"of the potted"を含む行から最後の行までを、両端の行も含めて、その部分だけ書き直してください。頼みの行もそのまま入れ、答えの座標はどの数も53ずつ大きい方へずらしてください。

---------------

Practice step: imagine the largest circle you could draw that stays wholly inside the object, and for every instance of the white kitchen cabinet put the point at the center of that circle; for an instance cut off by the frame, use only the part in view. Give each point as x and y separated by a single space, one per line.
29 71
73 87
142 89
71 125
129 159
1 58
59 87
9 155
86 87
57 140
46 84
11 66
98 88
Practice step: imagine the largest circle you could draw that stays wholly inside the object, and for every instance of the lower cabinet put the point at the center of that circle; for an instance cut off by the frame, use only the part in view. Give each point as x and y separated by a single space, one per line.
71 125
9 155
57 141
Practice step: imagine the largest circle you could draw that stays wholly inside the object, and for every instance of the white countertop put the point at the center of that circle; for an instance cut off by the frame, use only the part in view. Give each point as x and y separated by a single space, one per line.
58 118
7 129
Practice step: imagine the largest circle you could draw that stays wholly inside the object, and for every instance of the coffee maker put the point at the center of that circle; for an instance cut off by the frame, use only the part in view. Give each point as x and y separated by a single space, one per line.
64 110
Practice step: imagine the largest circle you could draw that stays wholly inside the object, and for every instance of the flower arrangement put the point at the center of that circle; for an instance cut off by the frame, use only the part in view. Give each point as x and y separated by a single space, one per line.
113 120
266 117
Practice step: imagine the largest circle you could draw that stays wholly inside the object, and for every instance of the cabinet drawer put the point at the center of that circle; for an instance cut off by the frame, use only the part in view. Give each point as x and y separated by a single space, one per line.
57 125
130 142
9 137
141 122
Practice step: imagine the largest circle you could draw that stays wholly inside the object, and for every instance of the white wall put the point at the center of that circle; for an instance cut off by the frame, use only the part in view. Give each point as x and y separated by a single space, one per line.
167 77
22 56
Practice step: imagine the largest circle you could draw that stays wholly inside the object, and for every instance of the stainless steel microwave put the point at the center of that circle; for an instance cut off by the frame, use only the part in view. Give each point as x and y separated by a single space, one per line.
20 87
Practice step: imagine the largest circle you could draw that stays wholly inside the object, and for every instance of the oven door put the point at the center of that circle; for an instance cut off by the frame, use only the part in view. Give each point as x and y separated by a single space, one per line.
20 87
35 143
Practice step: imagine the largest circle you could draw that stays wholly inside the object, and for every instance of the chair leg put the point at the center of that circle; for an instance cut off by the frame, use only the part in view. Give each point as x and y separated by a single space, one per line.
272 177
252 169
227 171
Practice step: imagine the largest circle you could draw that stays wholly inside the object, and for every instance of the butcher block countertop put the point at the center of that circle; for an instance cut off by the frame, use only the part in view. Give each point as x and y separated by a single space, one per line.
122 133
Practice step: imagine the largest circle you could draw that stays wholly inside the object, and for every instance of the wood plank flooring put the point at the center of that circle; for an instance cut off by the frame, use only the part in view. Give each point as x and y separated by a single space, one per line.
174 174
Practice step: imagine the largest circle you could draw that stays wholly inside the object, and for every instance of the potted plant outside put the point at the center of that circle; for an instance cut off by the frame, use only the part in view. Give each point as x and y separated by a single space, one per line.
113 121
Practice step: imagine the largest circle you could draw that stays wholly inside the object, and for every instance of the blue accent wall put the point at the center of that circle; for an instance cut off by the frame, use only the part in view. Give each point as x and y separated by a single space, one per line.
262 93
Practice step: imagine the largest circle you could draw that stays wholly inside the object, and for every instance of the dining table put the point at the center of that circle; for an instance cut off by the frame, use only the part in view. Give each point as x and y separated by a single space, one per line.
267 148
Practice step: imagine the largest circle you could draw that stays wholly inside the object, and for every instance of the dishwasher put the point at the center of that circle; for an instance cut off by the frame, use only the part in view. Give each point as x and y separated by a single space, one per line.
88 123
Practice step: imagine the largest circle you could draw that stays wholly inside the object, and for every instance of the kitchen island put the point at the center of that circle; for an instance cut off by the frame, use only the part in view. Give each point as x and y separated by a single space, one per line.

---------------

答え:
Practice step: imagine the largest circle you could draw that stays wholly inside the object, and for every instance of the potted plant outside put the point at the center of that circle; for an instance cut off by the frame, use only the part in view. Give each point as x and y separated by a single space, one per line.
166 174
Practice step: imagine the largest circle you could draw that stays wholly inside the object, and for every instance of the blue accent wall put the point at the center of that circle; for an instance cut off by the frame, use only the part in view. Give each point as x and y separated by a single space, one per line.
315 146
Practice step: imagine the largest circle you could draw that stays wholly inside the object, and for every instance of the dining table put the point at the center of that circle; for an instance cut off by the frame, use only the part in view. Give each point as x and y separated by a single space, one per line.
320 201
Practice step: imagine the largest circle you could draw that stays wholly inside the object, and for every instance of the dishwasher put the point at the center of that circle; for an instance cut off by the frame, use only the part in view. Give each point as x and y separated by a single space, one per line.
141 176
Practice step: imagine the largest circle you could draw that stays wholly inside the object, and for every instance of the kitchen island put the point at the center of that circle; for an instance cut off by the frame, use only the part in view. Give each point as x and y separated by a single space, one per line.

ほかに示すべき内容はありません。